■ EXERCISE BRIEF
Could you write out every one of the rows below, word for word and line for line?

_____

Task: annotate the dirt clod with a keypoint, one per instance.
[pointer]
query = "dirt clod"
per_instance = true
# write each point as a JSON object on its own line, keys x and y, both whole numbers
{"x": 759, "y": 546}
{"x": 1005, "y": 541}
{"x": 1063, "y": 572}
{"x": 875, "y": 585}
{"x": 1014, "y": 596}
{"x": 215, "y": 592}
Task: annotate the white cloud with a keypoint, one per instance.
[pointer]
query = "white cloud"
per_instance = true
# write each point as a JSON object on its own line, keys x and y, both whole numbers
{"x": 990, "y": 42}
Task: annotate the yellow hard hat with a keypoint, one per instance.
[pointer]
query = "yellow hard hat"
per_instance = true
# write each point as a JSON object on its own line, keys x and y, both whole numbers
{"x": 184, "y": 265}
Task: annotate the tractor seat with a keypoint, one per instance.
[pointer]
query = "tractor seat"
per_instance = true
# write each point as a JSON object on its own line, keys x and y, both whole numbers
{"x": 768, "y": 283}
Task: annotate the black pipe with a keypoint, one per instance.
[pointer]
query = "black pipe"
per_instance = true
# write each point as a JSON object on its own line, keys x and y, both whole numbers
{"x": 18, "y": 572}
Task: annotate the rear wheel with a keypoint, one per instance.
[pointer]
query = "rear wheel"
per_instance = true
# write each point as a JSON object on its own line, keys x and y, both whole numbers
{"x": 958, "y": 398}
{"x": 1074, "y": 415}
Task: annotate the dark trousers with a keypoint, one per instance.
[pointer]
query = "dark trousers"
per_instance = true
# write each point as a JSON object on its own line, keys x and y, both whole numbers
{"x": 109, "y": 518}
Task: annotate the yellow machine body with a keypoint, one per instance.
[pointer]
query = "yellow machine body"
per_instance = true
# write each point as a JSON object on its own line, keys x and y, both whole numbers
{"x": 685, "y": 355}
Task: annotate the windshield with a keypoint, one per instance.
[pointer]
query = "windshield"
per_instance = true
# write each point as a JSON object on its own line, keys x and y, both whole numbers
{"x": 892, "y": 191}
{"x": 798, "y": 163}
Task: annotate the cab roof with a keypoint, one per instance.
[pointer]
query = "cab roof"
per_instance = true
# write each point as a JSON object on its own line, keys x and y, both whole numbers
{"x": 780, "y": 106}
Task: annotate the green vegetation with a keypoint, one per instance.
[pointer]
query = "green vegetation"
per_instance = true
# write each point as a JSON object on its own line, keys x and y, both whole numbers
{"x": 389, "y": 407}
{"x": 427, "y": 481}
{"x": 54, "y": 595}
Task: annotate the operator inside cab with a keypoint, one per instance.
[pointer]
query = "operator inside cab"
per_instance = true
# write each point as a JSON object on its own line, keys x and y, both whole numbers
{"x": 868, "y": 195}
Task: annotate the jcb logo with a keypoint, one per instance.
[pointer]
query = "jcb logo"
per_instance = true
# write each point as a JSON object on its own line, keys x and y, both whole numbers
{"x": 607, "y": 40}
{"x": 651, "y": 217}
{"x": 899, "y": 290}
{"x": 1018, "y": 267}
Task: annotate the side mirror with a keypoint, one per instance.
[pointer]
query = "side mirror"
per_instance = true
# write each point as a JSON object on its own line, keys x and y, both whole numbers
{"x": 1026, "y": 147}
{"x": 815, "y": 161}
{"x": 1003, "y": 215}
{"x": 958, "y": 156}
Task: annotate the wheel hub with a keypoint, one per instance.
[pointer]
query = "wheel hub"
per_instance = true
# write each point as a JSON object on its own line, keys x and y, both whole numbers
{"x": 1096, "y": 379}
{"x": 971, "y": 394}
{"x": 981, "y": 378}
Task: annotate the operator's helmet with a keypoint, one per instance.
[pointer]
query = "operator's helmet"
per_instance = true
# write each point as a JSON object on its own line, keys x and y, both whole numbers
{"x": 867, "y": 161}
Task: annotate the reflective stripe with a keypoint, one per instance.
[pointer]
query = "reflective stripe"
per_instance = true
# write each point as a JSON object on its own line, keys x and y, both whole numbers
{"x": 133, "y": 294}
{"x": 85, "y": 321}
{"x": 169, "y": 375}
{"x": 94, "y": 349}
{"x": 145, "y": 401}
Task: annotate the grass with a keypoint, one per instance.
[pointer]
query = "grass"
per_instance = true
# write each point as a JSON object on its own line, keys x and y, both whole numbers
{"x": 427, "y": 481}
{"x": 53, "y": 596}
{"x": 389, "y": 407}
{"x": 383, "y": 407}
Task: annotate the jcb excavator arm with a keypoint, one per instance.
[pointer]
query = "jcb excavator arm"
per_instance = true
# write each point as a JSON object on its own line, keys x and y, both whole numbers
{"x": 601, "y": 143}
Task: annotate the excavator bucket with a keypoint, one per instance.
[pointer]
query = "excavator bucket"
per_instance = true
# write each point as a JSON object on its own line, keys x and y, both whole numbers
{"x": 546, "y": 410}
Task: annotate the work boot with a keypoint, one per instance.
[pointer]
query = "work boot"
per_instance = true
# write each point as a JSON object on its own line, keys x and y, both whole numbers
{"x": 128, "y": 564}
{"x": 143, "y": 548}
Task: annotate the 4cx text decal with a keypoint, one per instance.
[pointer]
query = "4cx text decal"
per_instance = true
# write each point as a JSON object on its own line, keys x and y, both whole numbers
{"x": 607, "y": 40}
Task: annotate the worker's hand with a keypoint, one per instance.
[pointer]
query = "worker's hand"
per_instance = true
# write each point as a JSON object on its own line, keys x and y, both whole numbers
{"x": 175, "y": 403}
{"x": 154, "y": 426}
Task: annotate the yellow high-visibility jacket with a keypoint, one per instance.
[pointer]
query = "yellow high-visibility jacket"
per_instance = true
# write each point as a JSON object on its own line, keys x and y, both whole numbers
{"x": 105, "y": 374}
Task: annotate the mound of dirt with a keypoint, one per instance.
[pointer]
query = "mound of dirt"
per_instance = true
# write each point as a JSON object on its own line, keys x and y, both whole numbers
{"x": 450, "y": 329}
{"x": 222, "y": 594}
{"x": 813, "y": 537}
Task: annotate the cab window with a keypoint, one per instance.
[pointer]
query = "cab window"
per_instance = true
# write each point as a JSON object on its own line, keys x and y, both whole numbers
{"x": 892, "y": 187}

_____

■ REPLY TO THE EXERCISE
Task: annotate the dirt clod with a keypoint, one per instance.
[pointer]
query = "dirt clod"
per_instance = true
# write each point as a JSON object on its own line, keys x and y, both whole numbers
{"x": 759, "y": 546}
{"x": 1005, "y": 541}
{"x": 1063, "y": 572}
{"x": 875, "y": 585}
{"x": 1014, "y": 596}
{"x": 215, "y": 592}
Task: annotate the white cloud with a keypoint, one per instance.
[pointer]
query = "white cloud"
per_instance = true
# write each point as a JSON object on its own line, keys x and y, both whole numbers
{"x": 990, "y": 42}
Task: annotate the yellow hard hat with a keypoint, one per instance.
[pointer]
query = "yellow hard hat"
per_instance = true
# write each point as a JSON object on its own line, keys x and y, both whole numbers
{"x": 184, "y": 265}
Task: annotate the tractor seat with a keypoint, one per instance.
[pointer]
query = "tractor seat"
per_instance = true
# write each point as a JSON object on its own line, keys x and y, both whole numbers
{"x": 768, "y": 283}
Task: annotate the black pipe with a keypoint, one per instance.
[pointer]
query = "black pipe"
per_instance = true
# write each point as a JSON object on its own line, keys x and y, both whole numbers
{"x": 18, "y": 572}
Task: annotate the rear wheel with a keypoint, one per instance.
[pointer]
query = "rear wheel"
per_instance = true
# write each point as a JSON object on its own line, keys x and y, both whole numbers
{"x": 958, "y": 398}
{"x": 1074, "y": 415}
Task: annotate the dark trousers with a keypoint, one per instance.
[pointer]
query = "dark trousers"
per_instance = true
# write each point as a JSON object on its own line, keys x and y, both whole numbers
{"x": 109, "y": 518}
Task: annotate the yellow machine body with a keypoint, one per instance.
[pointer]
query = "yellow machine body"
per_instance = true
# write each point as a JSON object on its own line, keys x and y, both whole numbers
{"x": 685, "y": 355}
Task: annotate the windshield with a keypoint, one per instance.
[pointer]
query = "windshield"
per_instance = true
# write each point as a JSON object on its own line, keys x and y, both whole numbers
{"x": 892, "y": 191}
{"x": 798, "y": 163}
Task: annotate the cab roof with a keypoint, one per instance.
[pointer]
query = "cab roof"
per_instance = true
# write each point as a JSON object on its own line, keys x and y, both whole numbers
{"x": 780, "y": 106}
Task: annotate the green vegetation with a keypoint, one per instance.
[pointer]
query = "green vegetation"
per_instance = true
# write each point as a JSON object on its own line, keys x and y, both whole numbers
{"x": 389, "y": 407}
{"x": 427, "y": 481}
{"x": 54, "y": 595}
Task: annotate the operator inside cab with a keypoint, one per instance.
[pointer]
query = "operator inside cab"
per_instance = true
# write each point as a JSON object on its own line, keys x and y, both whole numbers
{"x": 868, "y": 195}
Task: annotate the jcb logo with a keypoint, one per instance.
[pointer]
query = "jcb logo"
per_instance = true
# write each point as a JSON object on its own line, keys x and y, both whole numbers
{"x": 607, "y": 40}
{"x": 651, "y": 217}
{"x": 899, "y": 290}
{"x": 1018, "y": 267}
Task: annotate the side mirror with a keypoint, one per instance.
[pointer]
query = "side mirror"
per_instance = true
# write each point as a JSON object on its own line, keys x and y, both whole numbers
{"x": 1026, "y": 147}
{"x": 815, "y": 161}
{"x": 1003, "y": 215}
{"x": 958, "y": 156}
Task: annotate the wheel hub with a keypoint, one per instance.
[pointer]
query = "wheel hub"
per_instance = true
# write each point as a JSON object on its own line, keys x and y, both whole numbers
{"x": 1096, "y": 379}
{"x": 971, "y": 394}
{"x": 981, "y": 378}
Task: annotate the operator's helmet with a keypoint, one per instance.
[pointer]
query = "operator's helmet"
per_instance = true
# write each point as a JSON object on its own line, keys x and y, both whole numbers
{"x": 867, "y": 161}
Task: annotate the reflective stripe with a keypoint, one per instance.
[pointer]
query = "reflective stripe"
per_instance = true
# write each point as a JSON object on its own line, keys x and y, both whole numbers
{"x": 133, "y": 294}
{"x": 85, "y": 321}
{"x": 169, "y": 375}
{"x": 94, "y": 349}
{"x": 145, "y": 401}
Task: annotate the grass with a keypoint, one per instance.
[pointer]
query = "grass"
per_instance = true
# write each point as a JSON object on its own line, keys x and y, both whole numbers
{"x": 427, "y": 481}
{"x": 53, "y": 596}
{"x": 389, "y": 407}
{"x": 383, "y": 407}
Task: annotate the jcb excavator arm with a keypoint, one per instance.
[pointer]
query = "jcb excavator arm"
per_instance = true
# write each point as a JSON object on its own line, keys x and y, both whole numbers
{"x": 601, "y": 143}
Task: annotate the excavator bucket with a keypoint, one per instance.
[pointer]
query = "excavator bucket"
per_instance = true
# write each point as a JSON object on its own line, keys x and y, both whole numbers
{"x": 546, "y": 410}
Task: annotate the work boot with a keypoint, one per instance.
[pointer]
query = "work boot"
per_instance = true
# write each point as a JSON object on its own line, keys x and y, both whole numbers
{"x": 128, "y": 564}
{"x": 143, "y": 548}
Task: annotate the 4cx text decal with a keypoint, one per instance.
[pointer]
query = "4cx text decal"
per_instance = true
# write each point as a JSON object on its own line, keys x and y, both whole numbers
{"x": 607, "y": 40}
Task: annotate the worker's hand with a keypoint, one per instance.
[pointer]
query = "worker's hand"
per_instance = true
# write each point as a JSON object on its own line, keys x and y, both whole numbers
{"x": 175, "y": 403}
{"x": 154, "y": 426}
Task: annotate the yellow high-visibility jacket with a keypoint, one per instance.
[pointer]
query = "yellow high-visibility jacket"
per_instance = true
# write each point as a JSON object on its own line, keys x and y, both whole numbers
{"x": 105, "y": 374}
Task: annotate the mound of dirt with a keypoint, one per instance.
[pointer]
query = "mound of dirt"
per_instance = true
# write each point as a JSON object on its own line, keys x and y, both whole numbers
{"x": 450, "y": 329}
{"x": 222, "y": 594}
{"x": 813, "y": 537}
Task: annotate the cab window with a keypoint, one per instance.
[pointer]
query = "cab window"
per_instance = true
# write each point as a JSON object on its own line, keys x and y, both whole numbers
{"x": 892, "y": 187}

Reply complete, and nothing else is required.